WORK TO DO
Locate the line that contains "point_to(query) gives the position of every instance of the flat". Print it and each following line through the end of the listing, verbatim, and nothing more.

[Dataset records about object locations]
>>>

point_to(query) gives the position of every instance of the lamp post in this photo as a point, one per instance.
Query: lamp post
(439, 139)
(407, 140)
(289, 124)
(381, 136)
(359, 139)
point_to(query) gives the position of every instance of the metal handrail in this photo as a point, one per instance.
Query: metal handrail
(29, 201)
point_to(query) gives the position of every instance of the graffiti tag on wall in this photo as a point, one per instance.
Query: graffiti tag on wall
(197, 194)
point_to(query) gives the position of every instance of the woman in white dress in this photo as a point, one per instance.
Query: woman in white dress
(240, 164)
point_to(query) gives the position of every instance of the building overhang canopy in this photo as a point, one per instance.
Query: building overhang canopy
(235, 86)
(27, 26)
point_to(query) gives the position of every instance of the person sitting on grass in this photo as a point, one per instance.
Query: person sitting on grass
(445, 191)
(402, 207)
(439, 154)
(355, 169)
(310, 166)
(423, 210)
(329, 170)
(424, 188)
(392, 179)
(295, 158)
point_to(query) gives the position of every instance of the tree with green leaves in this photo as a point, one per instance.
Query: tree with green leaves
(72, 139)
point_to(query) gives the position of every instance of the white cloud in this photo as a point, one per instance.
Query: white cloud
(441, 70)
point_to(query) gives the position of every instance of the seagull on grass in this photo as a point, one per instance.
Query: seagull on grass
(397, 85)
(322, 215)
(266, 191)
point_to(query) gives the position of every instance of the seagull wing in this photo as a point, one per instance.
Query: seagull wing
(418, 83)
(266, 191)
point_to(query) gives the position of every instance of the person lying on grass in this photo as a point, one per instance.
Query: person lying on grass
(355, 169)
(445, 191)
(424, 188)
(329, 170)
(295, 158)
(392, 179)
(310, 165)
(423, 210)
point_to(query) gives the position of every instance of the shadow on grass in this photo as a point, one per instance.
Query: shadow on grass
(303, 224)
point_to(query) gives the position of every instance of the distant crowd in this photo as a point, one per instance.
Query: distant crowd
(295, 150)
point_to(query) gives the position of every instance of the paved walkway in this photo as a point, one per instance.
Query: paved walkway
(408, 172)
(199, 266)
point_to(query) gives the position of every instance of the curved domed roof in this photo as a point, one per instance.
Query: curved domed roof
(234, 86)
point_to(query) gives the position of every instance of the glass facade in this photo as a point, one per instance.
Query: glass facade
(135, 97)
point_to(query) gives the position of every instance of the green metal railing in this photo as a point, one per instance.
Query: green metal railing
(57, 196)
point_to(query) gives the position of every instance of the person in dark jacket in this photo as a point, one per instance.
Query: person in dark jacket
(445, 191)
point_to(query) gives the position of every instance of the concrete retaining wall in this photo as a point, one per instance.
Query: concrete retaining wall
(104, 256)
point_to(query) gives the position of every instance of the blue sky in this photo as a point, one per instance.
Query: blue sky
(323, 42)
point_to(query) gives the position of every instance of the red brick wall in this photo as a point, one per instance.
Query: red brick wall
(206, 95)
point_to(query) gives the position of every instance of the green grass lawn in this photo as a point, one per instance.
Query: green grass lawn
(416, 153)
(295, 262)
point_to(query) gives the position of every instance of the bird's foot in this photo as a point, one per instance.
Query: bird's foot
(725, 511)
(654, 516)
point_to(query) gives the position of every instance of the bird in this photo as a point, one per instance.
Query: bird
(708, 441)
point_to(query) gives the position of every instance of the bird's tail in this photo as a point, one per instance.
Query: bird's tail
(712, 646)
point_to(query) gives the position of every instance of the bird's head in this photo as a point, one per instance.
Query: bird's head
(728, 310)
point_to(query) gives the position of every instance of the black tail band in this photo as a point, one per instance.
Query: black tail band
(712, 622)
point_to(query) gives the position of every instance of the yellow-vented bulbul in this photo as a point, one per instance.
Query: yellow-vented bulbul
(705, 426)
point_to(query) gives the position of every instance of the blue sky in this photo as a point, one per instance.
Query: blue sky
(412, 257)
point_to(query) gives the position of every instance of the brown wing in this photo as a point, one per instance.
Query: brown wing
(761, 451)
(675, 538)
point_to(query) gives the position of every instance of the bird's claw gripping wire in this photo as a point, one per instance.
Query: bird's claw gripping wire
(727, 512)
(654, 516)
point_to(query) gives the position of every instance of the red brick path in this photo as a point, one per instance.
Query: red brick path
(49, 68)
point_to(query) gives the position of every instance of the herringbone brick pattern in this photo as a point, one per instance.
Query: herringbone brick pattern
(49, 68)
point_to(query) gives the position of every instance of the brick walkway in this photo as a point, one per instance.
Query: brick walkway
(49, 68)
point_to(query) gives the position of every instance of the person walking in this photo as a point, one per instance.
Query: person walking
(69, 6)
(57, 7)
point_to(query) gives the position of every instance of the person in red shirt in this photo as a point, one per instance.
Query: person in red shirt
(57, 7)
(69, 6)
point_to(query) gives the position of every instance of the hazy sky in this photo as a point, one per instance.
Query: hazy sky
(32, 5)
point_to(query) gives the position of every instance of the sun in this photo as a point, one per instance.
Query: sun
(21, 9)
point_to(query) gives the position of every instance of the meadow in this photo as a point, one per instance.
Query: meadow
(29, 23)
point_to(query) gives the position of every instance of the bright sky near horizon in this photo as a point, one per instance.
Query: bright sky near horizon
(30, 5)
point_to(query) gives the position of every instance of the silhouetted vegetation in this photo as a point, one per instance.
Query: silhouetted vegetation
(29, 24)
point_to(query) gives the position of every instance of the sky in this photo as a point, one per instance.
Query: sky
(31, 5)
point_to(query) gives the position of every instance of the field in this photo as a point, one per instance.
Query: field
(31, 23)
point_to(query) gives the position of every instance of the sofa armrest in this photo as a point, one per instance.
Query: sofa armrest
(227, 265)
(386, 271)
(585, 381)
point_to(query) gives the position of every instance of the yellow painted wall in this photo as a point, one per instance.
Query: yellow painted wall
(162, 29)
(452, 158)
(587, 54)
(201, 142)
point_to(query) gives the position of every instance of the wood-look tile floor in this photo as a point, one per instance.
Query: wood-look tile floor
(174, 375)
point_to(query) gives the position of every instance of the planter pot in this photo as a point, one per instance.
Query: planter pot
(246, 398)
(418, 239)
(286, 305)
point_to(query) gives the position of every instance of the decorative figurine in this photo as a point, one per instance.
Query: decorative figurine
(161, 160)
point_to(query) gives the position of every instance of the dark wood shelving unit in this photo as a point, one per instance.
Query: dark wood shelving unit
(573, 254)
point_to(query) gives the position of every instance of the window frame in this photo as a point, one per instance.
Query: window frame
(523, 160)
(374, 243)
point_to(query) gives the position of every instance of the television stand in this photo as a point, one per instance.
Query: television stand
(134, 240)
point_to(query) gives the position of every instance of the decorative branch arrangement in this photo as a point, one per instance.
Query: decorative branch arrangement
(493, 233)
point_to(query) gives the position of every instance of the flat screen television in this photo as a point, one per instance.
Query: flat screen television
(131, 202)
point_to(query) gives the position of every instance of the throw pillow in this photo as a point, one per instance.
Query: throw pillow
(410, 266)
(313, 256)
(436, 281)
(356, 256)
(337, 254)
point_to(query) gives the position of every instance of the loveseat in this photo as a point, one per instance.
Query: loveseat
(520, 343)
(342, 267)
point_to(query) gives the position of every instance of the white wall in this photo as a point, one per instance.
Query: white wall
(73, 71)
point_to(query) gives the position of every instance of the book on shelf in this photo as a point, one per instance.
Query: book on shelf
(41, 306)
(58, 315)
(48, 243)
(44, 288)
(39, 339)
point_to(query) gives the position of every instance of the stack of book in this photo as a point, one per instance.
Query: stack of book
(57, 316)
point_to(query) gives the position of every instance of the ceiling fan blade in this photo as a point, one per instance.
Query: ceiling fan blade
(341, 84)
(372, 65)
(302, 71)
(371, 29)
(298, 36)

<<<

SOLUTION FOR THIS PROBLEM
point_to(query) gives the position of every instance of the flat screen television in this photo as a point, one per instance.
Query: flat screen television
(131, 202)
point_to(query) gives the position of every instance of the throw pillow in this photo as a point, one per instance.
Query: throw pillow
(410, 266)
(313, 256)
(436, 281)
(356, 256)
(337, 254)
point_to(query) gives the position of every instance of the loveseat in this photo as a point, one per instance.
Query: loveseat
(520, 343)
(342, 267)
point_to(query) gives the position of every instance of the white wall in this photo as a point, one per instance.
Query: white wall
(73, 71)
point_to(query) gives the position of every instance of the book on shelf in this photo as a point, one per instance.
Query: book on shelf
(41, 306)
(58, 315)
(48, 243)
(44, 288)
(39, 339)
point_to(query) gives the position of every instance of the stack of book in this photo as a point, one per instance.
Query: stack of book
(57, 316)
point_to(query) gives the position of every instance of the ceiling fan blade in this photo as a point, one per instance.
Query: ceiling fan blade
(341, 84)
(372, 65)
(302, 71)
(371, 29)
(298, 36)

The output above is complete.